[TRY IT] Reproduce word for word the portion of the Lona Misa article starting with "A wine bar, a" and going on through "around the closure.".

[PROVIDED TEXT]
A wine bar, a beloved Middle Eastern spot and venues linked to well-known chefs have decided to bow out.
After nearly five years, Lona Misa – the Latin-inspired 90-seater vegan restaurant inside boutique hotel Ovolo Melbourne in South Yarra – has served its last meal, following chef Shannon Martinez (Smith + Daughters) severing ties with the venue in December.
“People think I owned Lona Misa. I didn’t. I was always a consultant,” says Martinez, insisting there’s no sense of failure around the closure.
Ovolo Hotels confirmed via a statement that the restaurant’s final service was on New Year’s Eve. A new venue, Bar Yarra, replaced Lona Misa on January 12, serving what the website describes as “classic comfort foods and regional favourites” such as a smash burger, roasted pumpkin ravioli, and steak frites.
Through her Lona Misa menus, Martinez celebrated her Latin roots in Josper-roasted vegan chicken with a spicy red mojo and chimichurri; moqueca, the Brazilian seafood stew; and castana de aguas, water chestnuts with fermented chilli and leche de tigre.
The venue was awarded one hat by The Age Good Food Guide between 2022 and 2024 but lost its hat in the most recent Guide, published last October.
Martinez says Ovolo has been shutting down its plant-based restaurants around the country one by one, after the group of hotels took a “veg pledge” in 2022. Last March, Brisbane’s Za Za Ta closed, following Sydney’s Alibi restaurant in 2024.

[ENTRIES PROVIDED]
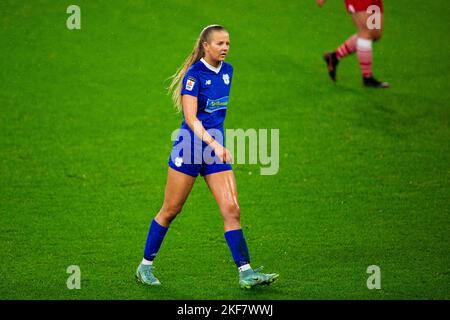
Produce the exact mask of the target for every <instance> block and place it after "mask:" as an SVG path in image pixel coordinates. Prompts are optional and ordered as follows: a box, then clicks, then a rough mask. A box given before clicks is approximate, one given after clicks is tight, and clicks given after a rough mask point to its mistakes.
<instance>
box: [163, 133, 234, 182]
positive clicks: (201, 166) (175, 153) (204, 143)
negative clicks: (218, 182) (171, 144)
mask: <svg viewBox="0 0 450 320" xmlns="http://www.w3.org/2000/svg"><path fill="white" fill-rule="evenodd" d="M207 131H208V133H209V134H210V135H211V136H212V137H213V138H214V139H215V140H216V141H217V142H218V143H220V144H221V145H222V146H223V145H224V142H225V137H224V130H223V127H219V128H210V129H207ZM169 167H171V168H172V169H174V170H176V171H179V172H182V173H184V174H187V175H190V176H192V177H197V176H198V175H199V174H200V175H201V176H206V175H208V174H212V173H216V172H221V171H227V170H232V167H231V164H230V163H224V162H222V161H221V160H220V159H219V158H218V157H216V155H215V153H214V151H213V150H212V149H211V147H209V146H208V145H207V144H206V143H205V142H203V141H202V140H201V139H200V138H199V137H197V136H196V135H195V134H194V132H193V131H192V130H191V129H190V128H189V127H184V126H182V127H181V128H180V131H179V132H178V135H177V138H176V140H175V142H174V144H173V147H172V152H171V153H170V157H169Z"/></svg>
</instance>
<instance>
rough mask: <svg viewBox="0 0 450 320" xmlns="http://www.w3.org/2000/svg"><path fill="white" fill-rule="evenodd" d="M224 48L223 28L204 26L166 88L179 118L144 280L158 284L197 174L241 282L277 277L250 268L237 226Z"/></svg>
mask: <svg viewBox="0 0 450 320" xmlns="http://www.w3.org/2000/svg"><path fill="white" fill-rule="evenodd" d="M228 49H229V34H228V32H227V30H226V29H225V28H224V27H222V26H219V25H211V26H208V27H206V28H205V29H203V31H202V32H201V33H200V36H199V38H198V40H197V42H196V44H195V47H194V50H193V51H192V53H191V54H190V55H189V56H188V58H187V59H186V61H185V62H184V63H183V64H182V65H181V67H180V68H179V69H178V70H177V72H176V73H175V75H174V76H173V80H172V84H171V86H170V91H171V92H172V98H173V101H174V103H175V105H176V106H177V108H178V110H179V111H182V112H183V121H182V123H181V129H180V131H179V132H180V133H179V134H178V137H177V140H176V141H175V143H174V146H173V149H172V153H171V156H170V159H169V169H168V176H167V184H166V189H165V194H164V203H163V205H162V208H161V210H160V211H159V212H158V214H157V215H156V217H155V218H154V219H153V221H152V223H151V225H150V230H149V232H148V237H147V242H146V244H145V250H144V258H143V259H142V262H141V263H140V265H139V267H138V269H137V271H136V277H137V279H138V280H139V281H141V282H142V283H144V284H147V285H159V284H160V282H159V280H158V279H157V278H156V277H155V276H154V274H153V271H154V269H153V260H154V259H155V257H156V254H157V252H158V250H159V248H160V246H161V243H162V241H163V239H164V236H165V234H166V232H167V230H168V227H169V224H170V223H171V222H172V221H173V220H174V219H175V217H176V216H177V214H178V213H180V212H181V209H182V207H183V205H184V203H185V201H186V199H187V197H188V195H189V193H190V192H191V190H192V187H193V185H194V182H195V179H196V177H197V176H198V174H200V175H202V176H203V177H204V179H205V181H206V183H207V185H208V187H209V189H210V190H211V192H212V194H213V195H214V197H215V199H216V201H217V204H218V205H219V208H220V212H221V214H222V217H223V220H224V229H225V239H226V242H227V244H228V246H229V248H230V251H231V254H232V256H233V260H234V262H235V263H236V265H237V267H238V270H239V284H240V286H241V287H242V288H247V289H248V288H251V287H253V286H255V285H261V284H270V283H272V282H273V281H275V280H276V279H277V278H278V274H275V273H271V274H266V273H261V272H260V270H261V269H260V268H259V269H255V270H253V269H252V268H251V267H250V256H249V253H248V248H247V243H246V241H245V238H244V234H243V233H242V229H241V225H240V209H239V205H238V200H237V190H236V181H235V177H234V174H233V171H232V167H231V163H232V161H233V158H232V156H231V153H230V151H228V150H227V149H226V148H225V147H224V143H223V141H224V139H223V137H224V136H223V132H224V129H223V122H224V119H225V114H226V110H227V105H228V97H229V93H230V87H231V82H232V78H233V68H232V66H231V65H230V64H228V63H226V62H224V59H225V57H226V56H227V54H228ZM205 155H206V156H205ZM208 155H210V156H209V157H208Z"/></svg>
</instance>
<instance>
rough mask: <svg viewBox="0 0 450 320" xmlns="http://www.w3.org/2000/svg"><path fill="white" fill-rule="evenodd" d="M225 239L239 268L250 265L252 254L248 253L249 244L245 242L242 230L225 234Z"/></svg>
mask: <svg viewBox="0 0 450 320" xmlns="http://www.w3.org/2000/svg"><path fill="white" fill-rule="evenodd" d="M225 239H226V240H227V244H228V247H229V248H230V251H231V255H232V256H233V260H234V263H236V265H237V267H238V268H239V267H242V266H243V265H245V264H248V263H250V254H249V253H248V248H247V242H246V241H245V238H244V233H243V232H242V229H237V230H231V231H227V232H225Z"/></svg>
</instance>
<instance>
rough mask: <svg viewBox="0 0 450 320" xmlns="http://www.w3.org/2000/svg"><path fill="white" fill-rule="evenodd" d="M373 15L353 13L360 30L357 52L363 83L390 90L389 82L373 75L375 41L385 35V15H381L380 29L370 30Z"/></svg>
mask: <svg viewBox="0 0 450 320" xmlns="http://www.w3.org/2000/svg"><path fill="white" fill-rule="evenodd" d="M371 16H372V13H367V12H366V11H359V12H354V13H352V19H353V22H354V24H355V26H356V28H357V30H358V33H357V34H358V39H357V41H356V51H357V56H358V61H359V65H360V66H361V72H362V75H363V83H364V85H365V86H366V87H373V88H388V87H389V84H388V83H387V82H381V81H378V80H376V79H375V78H374V76H373V73H372V61H373V51H372V44H373V42H374V41H376V40H379V39H381V36H382V34H383V14H382V13H380V21H379V23H380V26H379V28H374V29H369V27H368V26H367V22H368V21H369V19H371Z"/></svg>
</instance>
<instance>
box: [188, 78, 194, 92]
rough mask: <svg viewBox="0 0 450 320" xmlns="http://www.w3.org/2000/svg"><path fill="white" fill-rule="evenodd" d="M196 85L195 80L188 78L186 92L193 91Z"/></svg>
mask: <svg viewBox="0 0 450 320" xmlns="http://www.w3.org/2000/svg"><path fill="white" fill-rule="evenodd" d="M194 85H195V78H193V77H188V80H187V81H186V90H188V91H192V89H194Z"/></svg>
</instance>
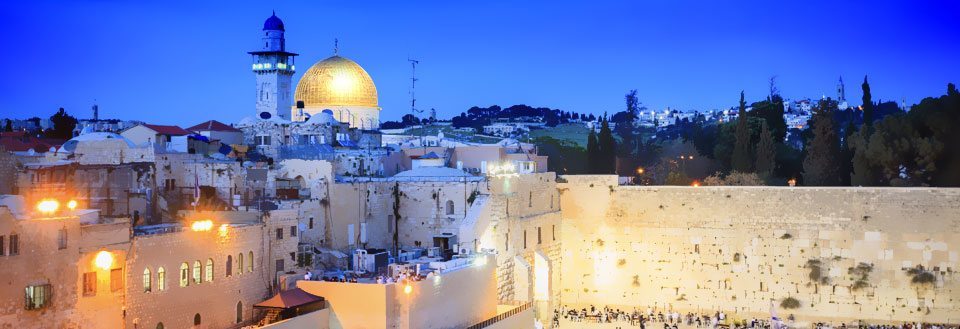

[ANSWER SECTION]
A wine bar, a beloved Middle Eastern spot and venues linked to well-known chefs have decided to bow out.
After nearly five years, Lona Misa – the Latin-inspired 90-seater vegan restaurant inside boutique hotel Ovolo Melbourne in South Yarra – has served its last meal, following chef Shannon Martinez (Smith + Daughters) severing ties with the venue in December.
“People think I owned Lona Misa. I didn’t. I was always a consultant,” says Martinez, insisting there’s no sense of failure around the closure.